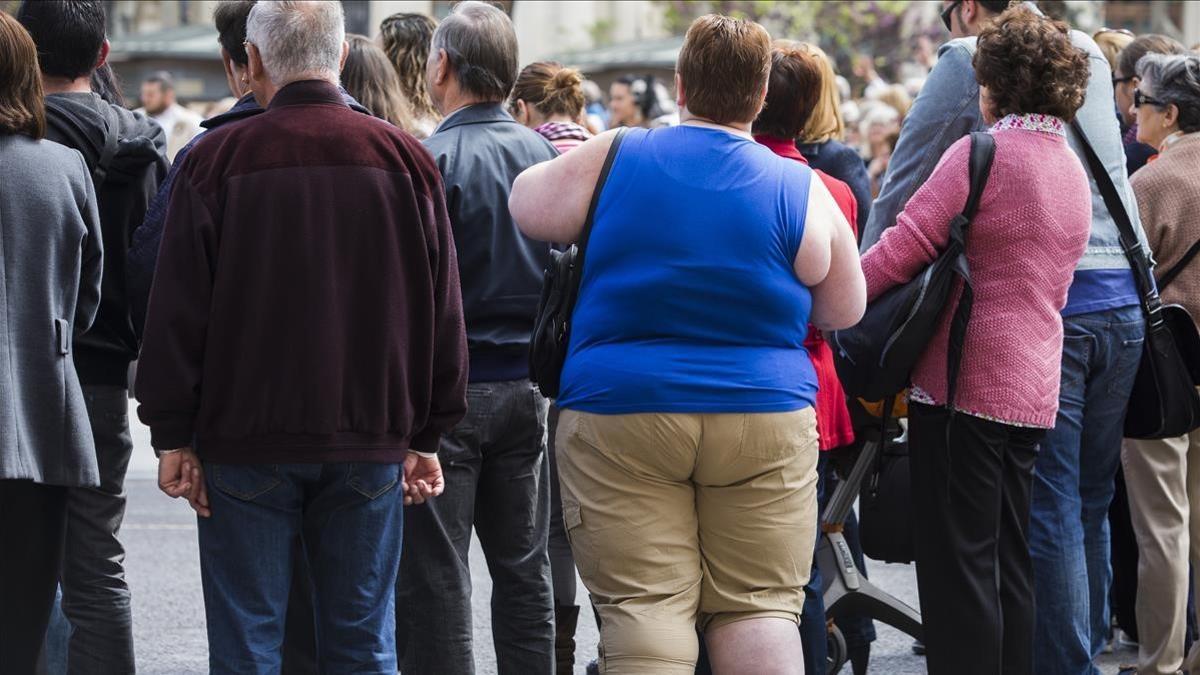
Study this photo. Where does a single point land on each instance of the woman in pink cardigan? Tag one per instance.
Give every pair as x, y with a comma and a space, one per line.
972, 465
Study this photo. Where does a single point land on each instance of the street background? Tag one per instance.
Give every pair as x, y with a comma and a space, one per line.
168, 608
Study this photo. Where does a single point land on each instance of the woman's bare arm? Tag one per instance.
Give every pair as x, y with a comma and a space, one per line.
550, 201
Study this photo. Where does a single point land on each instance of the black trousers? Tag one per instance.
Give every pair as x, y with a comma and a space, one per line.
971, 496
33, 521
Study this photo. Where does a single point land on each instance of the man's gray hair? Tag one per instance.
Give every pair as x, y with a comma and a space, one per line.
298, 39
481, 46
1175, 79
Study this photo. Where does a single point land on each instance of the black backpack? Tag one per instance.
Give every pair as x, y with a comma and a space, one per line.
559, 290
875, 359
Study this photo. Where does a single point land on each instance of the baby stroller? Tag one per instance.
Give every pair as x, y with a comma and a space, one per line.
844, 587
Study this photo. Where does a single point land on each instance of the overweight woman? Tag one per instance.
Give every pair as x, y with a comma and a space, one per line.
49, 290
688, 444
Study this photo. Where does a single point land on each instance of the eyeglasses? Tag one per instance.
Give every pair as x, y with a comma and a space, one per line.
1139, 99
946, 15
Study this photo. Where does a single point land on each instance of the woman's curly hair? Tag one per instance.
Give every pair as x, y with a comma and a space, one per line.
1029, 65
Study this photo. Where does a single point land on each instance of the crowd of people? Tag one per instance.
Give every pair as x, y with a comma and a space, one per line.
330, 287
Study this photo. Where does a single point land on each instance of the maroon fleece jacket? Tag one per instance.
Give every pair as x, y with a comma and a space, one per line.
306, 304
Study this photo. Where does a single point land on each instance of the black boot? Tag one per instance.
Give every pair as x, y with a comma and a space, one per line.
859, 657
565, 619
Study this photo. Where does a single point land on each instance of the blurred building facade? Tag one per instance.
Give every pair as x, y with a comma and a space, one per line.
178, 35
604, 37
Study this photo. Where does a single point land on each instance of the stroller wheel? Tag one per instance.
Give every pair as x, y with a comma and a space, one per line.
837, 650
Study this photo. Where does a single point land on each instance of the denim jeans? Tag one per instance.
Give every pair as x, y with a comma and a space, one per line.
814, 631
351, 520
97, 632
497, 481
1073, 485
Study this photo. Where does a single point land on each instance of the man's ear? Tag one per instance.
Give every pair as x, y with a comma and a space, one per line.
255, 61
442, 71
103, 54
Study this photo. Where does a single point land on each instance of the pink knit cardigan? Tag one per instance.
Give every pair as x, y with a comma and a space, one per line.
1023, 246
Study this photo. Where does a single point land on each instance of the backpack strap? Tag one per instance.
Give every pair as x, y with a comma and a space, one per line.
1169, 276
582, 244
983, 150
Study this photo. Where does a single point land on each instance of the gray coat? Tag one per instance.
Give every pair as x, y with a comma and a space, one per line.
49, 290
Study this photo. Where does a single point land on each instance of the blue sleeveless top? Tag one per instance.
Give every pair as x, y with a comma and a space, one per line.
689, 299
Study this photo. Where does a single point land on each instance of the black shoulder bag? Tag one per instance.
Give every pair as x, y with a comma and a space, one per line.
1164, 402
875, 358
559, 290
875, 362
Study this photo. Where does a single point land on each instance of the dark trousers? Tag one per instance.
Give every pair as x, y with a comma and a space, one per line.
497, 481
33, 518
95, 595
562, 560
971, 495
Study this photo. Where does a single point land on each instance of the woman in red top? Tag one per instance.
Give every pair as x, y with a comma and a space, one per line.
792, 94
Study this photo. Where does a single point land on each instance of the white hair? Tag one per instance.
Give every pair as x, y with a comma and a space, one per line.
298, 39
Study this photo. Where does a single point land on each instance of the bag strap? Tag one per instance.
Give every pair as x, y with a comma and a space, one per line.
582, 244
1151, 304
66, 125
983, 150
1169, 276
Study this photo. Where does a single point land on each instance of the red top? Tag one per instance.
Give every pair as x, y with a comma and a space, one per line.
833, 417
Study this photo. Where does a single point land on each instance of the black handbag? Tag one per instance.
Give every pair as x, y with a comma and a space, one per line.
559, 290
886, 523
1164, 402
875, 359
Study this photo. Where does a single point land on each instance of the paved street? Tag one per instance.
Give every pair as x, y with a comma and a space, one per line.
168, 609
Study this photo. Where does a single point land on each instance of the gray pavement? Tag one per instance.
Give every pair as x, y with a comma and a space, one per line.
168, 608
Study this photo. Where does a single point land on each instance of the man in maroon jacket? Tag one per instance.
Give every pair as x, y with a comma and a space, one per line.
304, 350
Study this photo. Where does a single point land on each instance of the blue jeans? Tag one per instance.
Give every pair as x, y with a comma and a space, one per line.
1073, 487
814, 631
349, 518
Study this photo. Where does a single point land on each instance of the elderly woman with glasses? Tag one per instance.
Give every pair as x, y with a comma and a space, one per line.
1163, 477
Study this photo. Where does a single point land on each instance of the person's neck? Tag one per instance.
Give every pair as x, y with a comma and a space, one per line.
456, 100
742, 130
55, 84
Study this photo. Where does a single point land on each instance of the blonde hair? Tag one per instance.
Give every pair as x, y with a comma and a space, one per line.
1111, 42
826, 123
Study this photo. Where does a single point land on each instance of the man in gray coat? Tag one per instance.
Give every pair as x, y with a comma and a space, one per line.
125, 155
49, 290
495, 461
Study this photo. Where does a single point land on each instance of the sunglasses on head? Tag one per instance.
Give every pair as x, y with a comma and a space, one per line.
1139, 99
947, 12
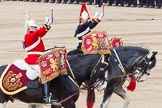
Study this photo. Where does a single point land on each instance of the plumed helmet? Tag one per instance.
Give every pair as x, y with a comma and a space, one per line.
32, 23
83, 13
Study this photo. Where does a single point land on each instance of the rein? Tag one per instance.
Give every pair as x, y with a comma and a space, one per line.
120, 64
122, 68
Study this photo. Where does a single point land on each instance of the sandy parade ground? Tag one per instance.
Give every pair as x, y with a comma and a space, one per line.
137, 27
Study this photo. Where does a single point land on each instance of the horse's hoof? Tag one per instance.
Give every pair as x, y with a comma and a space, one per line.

■ WORK REQUIRED: Without the pictures, repeat the listing above exactly.

■ SOLUTION FOR THIS PROBLEM:
Study this photo. Where does a single point land on each instance of the woman in pink cardigan? Tag one per instance.
Give every pair as x, y with a comma and a space, one per line.
972, 465
Study this photo. Where does a single point land on each instance of the street background? Tag one per instance.
Give every pair as x, y with a comma and a space, one per line.
168, 608
Study this photo. Where does a single point land on each instance of the woman's bare arm? Tag one per instance.
Give every pair as x, y with a comma and a space, one per line.
550, 201
Study this photo. Where does a single point land on each instance of the black trousers? Tag one per instance.
Give every pair as x, y with a comma and a space, one per line.
971, 496
33, 521
Study this photo. Where does a single point land on each instance of the man's gray hair? Tag one per instance.
Give every pair as x, y with a comma and a space, one per line.
298, 39
481, 46
1175, 79
Study this photo. Where does a single point land on each instance of the black backpack? Tag one per instance.
Give every pair as x, y with a comma and a space, one per line.
559, 290
875, 359
Study this photo. Where does a single point land on each instance of the baby stroller? Tag one per instance.
Give every pair as x, y with a comma and a space, one per line.
844, 587
Study this photo. Where does a single point land on each instance of the overweight woman? Tag one per instance.
Give every pair as x, y with a comma and a space, one per line.
49, 290
688, 444
Study this photo. Where does a single point land on each instance of the eyeglasses? Tag one per instance.
Give every pair as x, y with a comma and a space, one per line.
1139, 99
946, 15
Study this photo. Where does a single point land on each instance of the woman's curly hair? Tag one per instance.
Give every pair as x, y with a comma and a space, one per line.
1029, 65
Study this photo. Where does a single point land on each instance of the crowd of people? Tag one per instance.
Give every pair as x, y with a comma and a space, one per line.
330, 287
Study this photo. Where does a single point land on each instance of the maroon fleece jacket? Tag one per instance.
Give every pair as x, y with a comma and a space, one per line.
306, 304
Study this photo. Where does a single point land on each instance of the black boot? Tag one per instance.
Give every pair as x, y with a comma and a space, one per line.
859, 657
565, 619
Study this photo. Where does a single point land on each instance of the blurred building facade? Tag one per instance.
Give every pair as x, y with a comma and a space, one per line.
178, 35
604, 37
Study this photo. Where does a single point land on each instance of the stroller wheel? Tag one per instance.
Give every pair as x, y with a comma and a space, one per line.
837, 650
Study this photo. Where does a single point land on each instance of the denim jeans? Tag one per instance.
Give every pair as x, y with a comma and a space, one per line.
814, 631
351, 520
97, 632
497, 481
1073, 485
Study this photo. Where does a single point land on each instance of the man's ear? Tag one per instance.
Give every pair as x, y with a comma and a space, one per line.
255, 61
442, 71
103, 54
Study this photo. Where does a single point land on each instance of the pink knit cardigan? Tag one per instance.
Give every pair as x, y with a comma and a space, one per line.
1023, 246
Study this photo. Where does a single point land on each instance of the backpack strap? Tag one per instance.
Give every pair as x, y with a comma and a space, one per line.
1169, 276
582, 244
983, 150
Study this photo. Where does a single point land on each instance of the gray coat? Tag one per instance.
Give every pair as x, y with a comma and a space, one per line.
49, 290
Study this photo. Where does a single point land on each instance of the blue sleeveless top? Tag one per instance.
Give every pair as x, y with a comma and a space, one per line.
689, 299
Study this photo. Where does a single point land on each instance of the black shoulder bag? Tag one per instance.
Give every pair as x, y with a comma and a space, one per line.
1164, 402
875, 358
559, 290
875, 362
Study this photo. Where does a single point land on each instance of the dark trousers? Tag one per instance.
Give every pair as x, y with a comma and a space, one per line.
497, 481
33, 518
95, 595
562, 560
971, 495
Study this photo. Where does a single point land on each instance of the woman in red top? Tag one per instance.
Give every pair as x, y with a comma and a space, one per line.
792, 94
Study this photo. Where does a single point land on each instance of the white hair? Tag one per instance.
Give every pair as x, y with a comma and a space, one per line.
298, 39
Study this photo. Where does a single point land on each instance of the bag strap? Tag one per instance.
Give every pair as x, y with a comma and a space, one per line.
582, 244
1151, 304
66, 125
983, 150
1169, 276
Study this photo. Where does a single point land on each instance of the red top? Tag one per instance.
Give every pair as x, y with a comma and a space, one per line.
833, 417
Study this photo. Where does a single point land on each instance of the black handbag? Tag one per instance.
Give every pair as x, y with a comma and a space, one per line.
559, 290
886, 523
1164, 402
875, 359
Study this photo. Where does a single point land on each instance of the paved street? Tag one per instance.
Give every pair as x, y with a comma and a space, one per line.
168, 609
Study this photo. Where does a single point land on each instance of the gray pavement? Tag one per instance.
Give every pair as x, y with a comma and a space, one per line.
168, 608
Study this photo. Where does a single point land on each instance of the man in maroon jacket? Tag one per instance.
Give every pair as x, y with a comma and a space, one per line.
304, 350
Study this photo. Where does a single point land on each instance of the blue jeans? Tag one per instance.
Give every pair as x, y with a comma and a space, one per line.
1073, 487
814, 631
349, 518
Study this photo. Where does a single point land on each instance of the elderly woman with glasses? Tag one per instance.
Give every pair as x, y with a comma and a space, one per line.
1163, 477
Study this photo. Where does a single point land on each instance of the person's neck? Tag one per instance.
Give every pair as x, y with a comma and a space, one per line.
456, 100
742, 130
55, 84
Study this photo. Where does a single point land on each instance of the blonde hair? Tag one per instance.
Give every pair as x, y with a comma and a space, one per line.
1111, 42
826, 123
Study this photo. Where does a single point land on each instance of the man in gray coat? Tag one per instance.
Give every pair as x, y with a comma and a space, one per line.
125, 155
49, 290
495, 461
Study this photo. Where does a single point land on each instance of the sunglasses on head? Tag one per instance.
Give every pair as x, y with a comma and a space, one per line.
1139, 99
947, 12
Study this photo. Where does a single point land on each instance of the plumed helmet? Tag one per instance.
Give every pair as x, y with a comma and a space, one per line.
32, 23
83, 13
Study this photo. Where does a single point land on each instance of the rein? Tag one per instance.
Give every pair as x, y with a comma and a space, one per line.
120, 64
122, 68
Study this photo. Where does a single point land on each instance of the sandy parade ground? Tag one per instance.
Give every pair as x, y with a comma and a space, one per line.
137, 27
Study this photo. Where does a single point land on each instance of the horse's hoof? Tag one per instance.
Give every pair as x, y with a comma and a space, one per line.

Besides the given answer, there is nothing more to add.